── Brano estratto
5. - Ora, la teologia Avestaica stabilisce e riconosce due gerarchie nemiche, una celeste con a capo Ahura Mazdao, una infernale con a capo Anra Mainyu.
Consta la prima dei sette Amesa Spenta, o Imsaspandi, cioè dei sette Santi immortali, tra i quali è compreso alla sua volta lo stesso Ahura Mazdao, e di un'infinita schiera di Geni, cioè di esseri buoni e benefici, protettori degli uomini, designati dall'Avesta col nome di Yazata, che vuol dire i Venerabili. Consta l'altra di Anra Mainyu stesso e di infiniti esseri malvagi ed essenzialmente rei, di demoni, che si chiamano Daêvi o Devi, nemici d'ogni bene, intenti continuamente a contaminarlo e a disperderlo. Notisi intanto e come di passaggio che i Daêvi del Zoroastrismo altro non sono in origine che. i Devi della corrispondente, anzi affine mitologia e teologia indiana. Sennonché i Devi indiani sono divinità buone, protettrici amiche dell'uomo, laddove i Daêvi iranici sono esseri maligni, veri geni del male. Ciò dipende probabilmente dal fatto che una qualche scissura religiosa, come ragionevolmente si può supporre, turbò la società o la vita ariana o indoiranica prima della scambievole separazione, ovvero da ciò, che antichi concetti religiosi dovettero man mano cambiarsi e alterarsi profondamente per cagioni che é assai difficile, per non dire impossibile, rintracciare.
6. - Ahura Mazdao intanto, il cui nome nella seconda parte, se l'interpretazione é giusta, vuol dire quei che grandemente sa, nell'Avesta é considerato come l'essere supremo, creatore primo d'ogni cosa buona, e come tale solennemente proclamato. Ha tutti gli attributi d'un Dio altissimo, perché é onnisciente, sapientissimo, custode e difensore delle creature sue, inaccessibile all'inganno perché tutto vede e sa, creatore della luce, degli uomini e della così detta giovenca primeva che é, come si vedrà, il simbolo vivente della forza e della virtù produttiva della natura. Il trono di lui sta nel più alto cielo, ed egli vi siede attorniato dalle milizie celesti. Quest'ultimo concetto é comune, si può dire, a quasi tutte le religioni; ma gli attributi ora enumerati sono di natura filosofica e teologica, tali che accostano esso Ahura Mazdao al dio semitico, al Yahveh in particolare degli Ebrei, mentre lo discostano da ogni altro dio indoeuropeo al quale, di solito, vanno accompagnati sempre, o quasi, attributi antropomorfici. Anche con tutto questo, l'astratta natura del loro Dio supremo non impedì agl'Irani di rappresentarlo con la scultura. Fra gli altri attributi che l'Avesta ne va enumerando, c'è anche quello di assai ben conformato, e gli Achemenidi lo vollero rappresentato sui loro monumenti sepolcrali con tiara e ali da sparviere, reggendo in pugno un simbolico anello, l'anello della potestà. La faccia, virilmente barbuta, spira certa dolcezza e bontà. Come abbiam notato altrove, questo modo di rappresentar la divinità, venne agl'Irani dai Babilonesi.
────
── Dati forniti
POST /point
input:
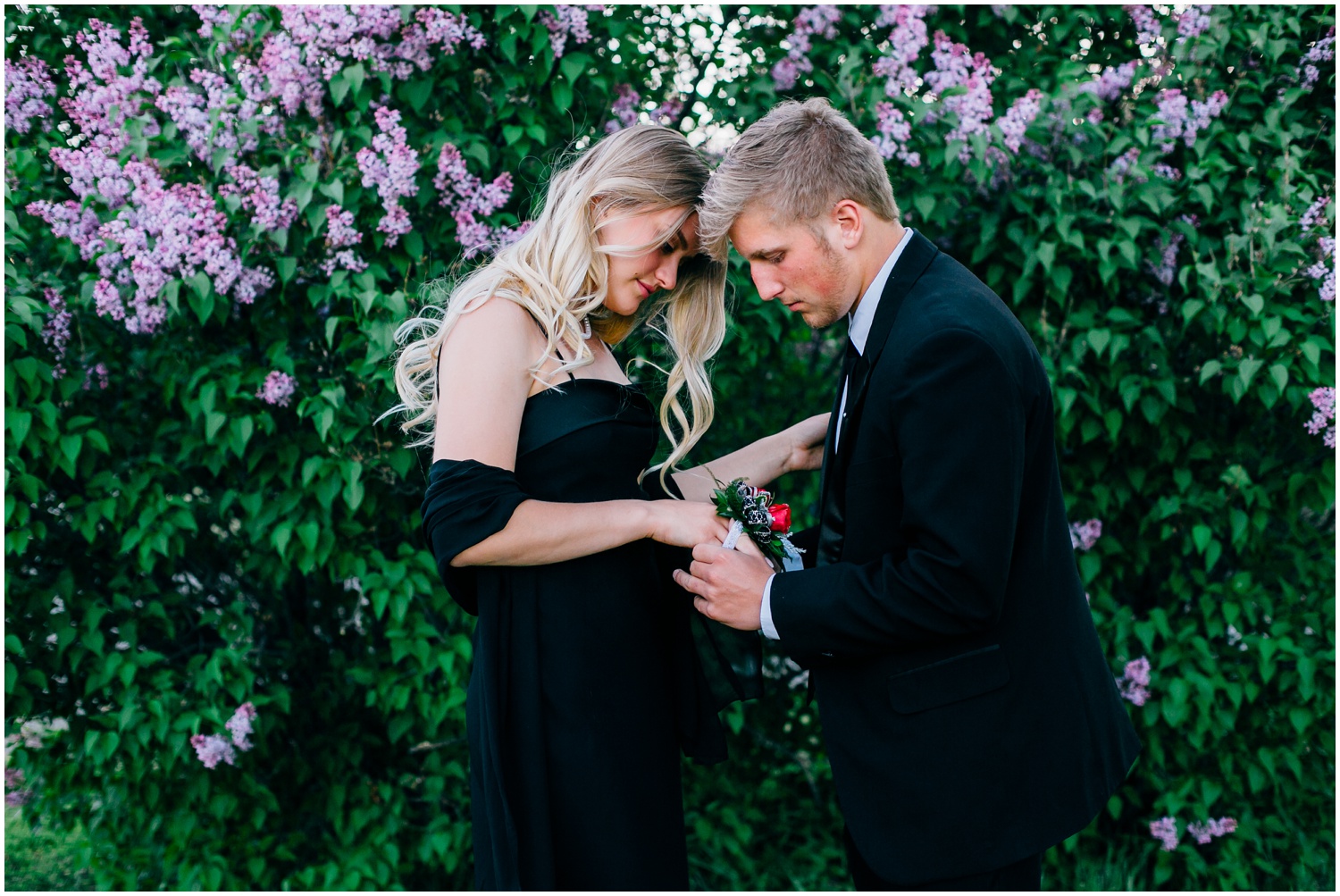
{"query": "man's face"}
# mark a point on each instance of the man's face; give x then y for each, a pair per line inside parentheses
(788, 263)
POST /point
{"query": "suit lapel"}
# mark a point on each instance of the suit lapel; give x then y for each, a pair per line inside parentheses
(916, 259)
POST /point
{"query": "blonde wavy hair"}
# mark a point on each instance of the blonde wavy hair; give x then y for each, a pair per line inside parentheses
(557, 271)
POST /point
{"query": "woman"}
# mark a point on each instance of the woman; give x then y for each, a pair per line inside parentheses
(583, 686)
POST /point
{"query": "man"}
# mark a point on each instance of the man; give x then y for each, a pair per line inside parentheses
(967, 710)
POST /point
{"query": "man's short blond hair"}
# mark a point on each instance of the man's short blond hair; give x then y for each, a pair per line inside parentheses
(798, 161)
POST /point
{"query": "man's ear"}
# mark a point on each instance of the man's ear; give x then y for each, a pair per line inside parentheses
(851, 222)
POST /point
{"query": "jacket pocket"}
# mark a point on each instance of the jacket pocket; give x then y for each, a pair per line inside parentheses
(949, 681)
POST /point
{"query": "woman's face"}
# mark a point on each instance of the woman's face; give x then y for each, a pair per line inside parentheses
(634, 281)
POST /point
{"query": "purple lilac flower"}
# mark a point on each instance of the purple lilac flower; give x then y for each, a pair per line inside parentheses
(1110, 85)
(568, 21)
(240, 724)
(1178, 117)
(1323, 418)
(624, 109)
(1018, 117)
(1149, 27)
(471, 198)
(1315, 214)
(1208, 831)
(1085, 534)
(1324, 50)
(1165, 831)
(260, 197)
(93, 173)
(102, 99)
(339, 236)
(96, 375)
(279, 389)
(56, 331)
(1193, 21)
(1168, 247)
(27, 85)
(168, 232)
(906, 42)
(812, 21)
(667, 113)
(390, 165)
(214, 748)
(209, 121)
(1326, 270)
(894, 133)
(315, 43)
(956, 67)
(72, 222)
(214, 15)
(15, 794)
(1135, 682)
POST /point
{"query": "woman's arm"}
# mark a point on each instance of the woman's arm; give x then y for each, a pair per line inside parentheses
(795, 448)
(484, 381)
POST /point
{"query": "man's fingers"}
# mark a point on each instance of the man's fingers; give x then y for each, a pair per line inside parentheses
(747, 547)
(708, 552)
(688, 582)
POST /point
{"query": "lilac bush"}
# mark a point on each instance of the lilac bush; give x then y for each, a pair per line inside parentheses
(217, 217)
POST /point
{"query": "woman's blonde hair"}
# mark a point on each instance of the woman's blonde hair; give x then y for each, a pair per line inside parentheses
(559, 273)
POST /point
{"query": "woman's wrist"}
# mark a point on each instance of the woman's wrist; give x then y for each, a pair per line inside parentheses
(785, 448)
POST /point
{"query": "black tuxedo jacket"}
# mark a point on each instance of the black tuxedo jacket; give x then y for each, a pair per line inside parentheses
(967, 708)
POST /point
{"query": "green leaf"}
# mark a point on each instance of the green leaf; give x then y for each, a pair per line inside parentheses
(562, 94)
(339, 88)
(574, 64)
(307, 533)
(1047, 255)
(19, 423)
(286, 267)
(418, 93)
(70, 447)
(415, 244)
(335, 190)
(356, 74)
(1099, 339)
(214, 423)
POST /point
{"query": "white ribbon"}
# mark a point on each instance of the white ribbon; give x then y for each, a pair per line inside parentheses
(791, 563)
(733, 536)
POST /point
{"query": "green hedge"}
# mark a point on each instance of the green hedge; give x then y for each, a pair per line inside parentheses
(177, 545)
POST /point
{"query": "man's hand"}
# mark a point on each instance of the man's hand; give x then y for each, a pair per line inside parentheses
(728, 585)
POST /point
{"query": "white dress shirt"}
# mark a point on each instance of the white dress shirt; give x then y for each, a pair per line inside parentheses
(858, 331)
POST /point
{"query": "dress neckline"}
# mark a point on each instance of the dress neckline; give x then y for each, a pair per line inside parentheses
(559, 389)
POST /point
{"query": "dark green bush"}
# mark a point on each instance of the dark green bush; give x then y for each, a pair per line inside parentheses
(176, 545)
────
▶ Cosa fare:
(A) Che cosa significa il nome Yazata secondo il brano?
(B) Raccogli tutte le righe che contengono la stringa "shirt".
Il brano e le righe non hanno alcun legame tra loro.

▶ In risposta:
(A) Significa "i Venerabili".

(B)
{"query": "white dress shirt"}
# mark a point on each instance of the white dress shirt; give x then y for each, a pair per line inside parentheses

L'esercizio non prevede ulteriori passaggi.